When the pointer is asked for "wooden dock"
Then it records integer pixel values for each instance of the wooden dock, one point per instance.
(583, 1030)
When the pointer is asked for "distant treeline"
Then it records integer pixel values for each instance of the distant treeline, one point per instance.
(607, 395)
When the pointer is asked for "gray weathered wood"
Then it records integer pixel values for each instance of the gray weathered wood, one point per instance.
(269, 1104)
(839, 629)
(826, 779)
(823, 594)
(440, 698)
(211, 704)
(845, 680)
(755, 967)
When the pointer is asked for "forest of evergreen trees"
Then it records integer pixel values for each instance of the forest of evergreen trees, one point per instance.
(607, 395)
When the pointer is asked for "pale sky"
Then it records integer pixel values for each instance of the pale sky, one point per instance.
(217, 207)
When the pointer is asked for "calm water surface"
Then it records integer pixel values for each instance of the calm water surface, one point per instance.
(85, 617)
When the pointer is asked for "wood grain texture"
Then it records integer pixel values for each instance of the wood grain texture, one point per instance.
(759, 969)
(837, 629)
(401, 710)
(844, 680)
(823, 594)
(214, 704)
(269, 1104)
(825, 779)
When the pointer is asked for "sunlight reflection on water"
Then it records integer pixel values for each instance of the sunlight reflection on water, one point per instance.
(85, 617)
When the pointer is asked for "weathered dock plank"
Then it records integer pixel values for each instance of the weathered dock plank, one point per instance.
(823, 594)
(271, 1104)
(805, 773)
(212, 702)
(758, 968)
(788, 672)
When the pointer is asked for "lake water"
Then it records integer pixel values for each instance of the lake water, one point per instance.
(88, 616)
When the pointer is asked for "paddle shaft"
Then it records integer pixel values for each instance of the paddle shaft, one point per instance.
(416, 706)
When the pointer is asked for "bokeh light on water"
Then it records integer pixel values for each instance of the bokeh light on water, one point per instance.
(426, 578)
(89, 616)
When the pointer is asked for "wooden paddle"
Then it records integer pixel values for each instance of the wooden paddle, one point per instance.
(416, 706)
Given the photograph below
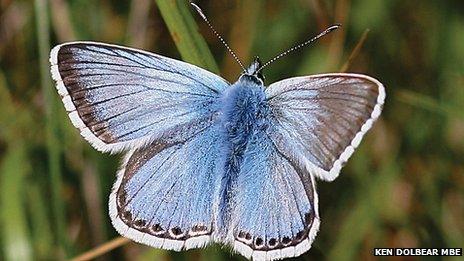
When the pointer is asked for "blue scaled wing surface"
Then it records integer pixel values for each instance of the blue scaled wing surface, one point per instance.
(164, 194)
(121, 98)
(275, 211)
(165, 113)
(321, 119)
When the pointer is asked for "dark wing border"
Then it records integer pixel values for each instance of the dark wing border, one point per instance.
(348, 151)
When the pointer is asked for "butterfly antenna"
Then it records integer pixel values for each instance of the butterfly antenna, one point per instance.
(200, 12)
(294, 48)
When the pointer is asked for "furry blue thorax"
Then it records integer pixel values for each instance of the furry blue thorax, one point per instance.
(243, 115)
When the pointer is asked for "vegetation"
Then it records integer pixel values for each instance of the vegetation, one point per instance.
(404, 187)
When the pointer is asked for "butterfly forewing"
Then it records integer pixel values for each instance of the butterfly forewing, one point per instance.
(323, 118)
(121, 98)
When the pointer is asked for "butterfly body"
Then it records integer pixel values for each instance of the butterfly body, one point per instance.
(209, 161)
(243, 115)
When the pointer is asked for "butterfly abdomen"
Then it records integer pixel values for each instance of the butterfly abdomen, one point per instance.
(243, 113)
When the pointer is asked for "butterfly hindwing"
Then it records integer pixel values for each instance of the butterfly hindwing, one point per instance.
(122, 98)
(323, 118)
(164, 193)
(275, 211)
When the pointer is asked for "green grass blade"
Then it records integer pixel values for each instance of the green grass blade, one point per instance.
(14, 231)
(184, 32)
(52, 126)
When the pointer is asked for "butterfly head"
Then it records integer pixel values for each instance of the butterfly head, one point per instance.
(253, 73)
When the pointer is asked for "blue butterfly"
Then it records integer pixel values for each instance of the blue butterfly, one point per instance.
(209, 161)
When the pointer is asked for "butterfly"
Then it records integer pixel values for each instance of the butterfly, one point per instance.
(207, 160)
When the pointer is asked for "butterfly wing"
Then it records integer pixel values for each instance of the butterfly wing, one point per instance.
(120, 97)
(164, 194)
(323, 118)
(275, 213)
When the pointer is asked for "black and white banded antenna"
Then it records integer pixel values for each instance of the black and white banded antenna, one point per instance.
(294, 48)
(200, 12)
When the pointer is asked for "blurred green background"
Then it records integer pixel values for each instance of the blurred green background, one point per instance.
(404, 187)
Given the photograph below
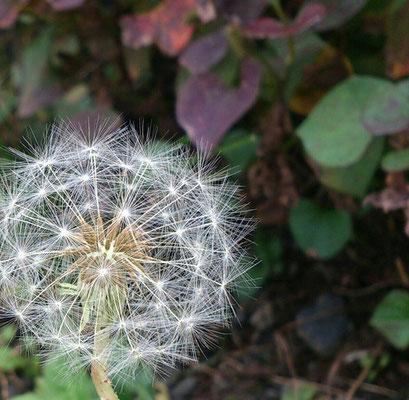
____________
## [Task to complete]
Repeat each entry precisely as it appears. Leave the pictures out.

## [Task response]
When the pointer is asked for "wooden dock"
Then it records integer pixel values for each instance of the wooden dock, one point per instance.
(583, 1030)
When the pointer is asked for "distant treeline"
Then it records integer pixel values for each instance of the distant treeline, one point per instance.
(607, 395)
When the pointer is asked for "gray weathered wood"
Then it records integer pixel values for each instance of the gray weathered wood, one point per instance.
(269, 1104)
(839, 629)
(826, 779)
(823, 594)
(440, 698)
(211, 704)
(845, 680)
(755, 967)
When the pointer is asked for "forest of evergreen trees"
Then it records integer pixel values for each instance of the forest of evergreen trees, one point per instance.
(607, 395)
When the pointer is asked for "pale sky"
Then it records integer pixel values for each instance of the pale sky, one point per instance.
(217, 207)
When the pointer is asked for "calm water surface"
Then it records integer pixel values for each instance of the calm water surface, one point per instance.
(85, 617)
When the pointer is asked for "wood grain texture"
Then it records integer pixel values for each instance of the wood grain texture, one point per instance.
(759, 969)
(837, 629)
(401, 710)
(844, 680)
(823, 594)
(214, 704)
(269, 1104)
(825, 779)
When the pointer is asked for "sunlight reflection on water"
Then it records integer pixel values for each instance of the sunlight reflection on water, one point per instance.
(85, 617)
When the pointer is asked for "weathered dock plank"
Then it records integer pixel values for each instance of the weathered dock plank, one point per instance.
(823, 594)
(271, 1104)
(805, 773)
(212, 702)
(758, 968)
(788, 672)
When the pointer is asked for "lake water"
Then it records integer pixel values for each instance of the lake water, one point per instance.
(88, 616)
When the pointer is asked for "paddle shaft"
Then it records integer pixel values for each instance of the paddle shaft, one point per instance.
(416, 706)
When the pointer is asked for "bokeh light on water"
Then it records integer pixel values for each instance of the bokeh light on water, one point per instance.
(426, 578)
(89, 616)
When the pointer is asked for "wooden paddle"
Then it records integer pixel values for each instance of the wooden paddle, one point per instance.
(416, 706)
Given the photograph below
When the pointer is asked for "blue scaled wing surface"
Then it records integer pixel values for each instance of the blue scaled wing surface, one point per instance.
(164, 194)
(121, 98)
(275, 211)
(165, 113)
(321, 119)
When the pointer is asked for "dark wing border"
Then it records integer pixel values for each instance of the dark wing border, one point per instance.
(348, 151)
When the pointer is asked for "butterfly antenna"
Then it records integer pixel values for each instance of the butterfly antenna, one point per instance.
(200, 12)
(294, 48)
When the pointer is asked for "furry blue thorax"
Then it records integer pixel values for each instance of the furry blue thorax, one point per instance.
(243, 115)
When the pointer is asked for "vegetation"
Then it records integer pixel values for each instance of the vegetation, one point per instance.
(404, 187)
When the pointer is asked for "butterfly forewing"
Then it records integer pixel values for each instance of the butterfly forewing, one point per instance.
(323, 118)
(121, 98)
When the pointer is asked for "butterfly body"
Then it records integer pixel values for each instance of the butterfly body, one point per instance.
(209, 161)
(243, 115)
When the pointer is asked for "butterfly abdomen"
Then it records integer pixel values for each instance of the butterfly abdomen, one point per instance.
(243, 113)
When the pointer is asked for "butterfly hindwing"
Then it records integer pixel values for each instance of the butterfly hindwing, one point per instance.
(122, 98)
(323, 118)
(164, 193)
(275, 211)
When the pointer is asked for "green grass blade"
Then it records integer pixel values for each instance of the green grass blade, one point per instance.
(14, 231)
(184, 32)
(52, 126)
When the pointer is asked for "butterfly head"
Then it records integer pixel values for each instance of the butterfly head, one point per instance.
(253, 73)
When the pointer is asked for "blue butterfly"
Then it records integer pixel values for each instance of the blue butterfly, one point per instance.
(209, 161)
When the pointer is asked for "butterfly"
Then it records integer pixel values for each instance of the butterfly, one point per instance.
(207, 160)
When the pointer is asked for "butterfly wing"
Then it records integer pixel values for each instance of the butterfly wing, one point per instance.
(120, 97)
(164, 194)
(323, 118)
(275, 213)
When the pointer is asked for "black and white banded antenna"
Then it records integer pixel values for each instance of the black and white banded antenna, one point per instance.
(294, 48)
(200, 12)
When the pointer is asked for "blurred green background"
Then it records integer pixel values for each instance of the blurred green background, one point per instance.
(404, 187)
Given the photograph below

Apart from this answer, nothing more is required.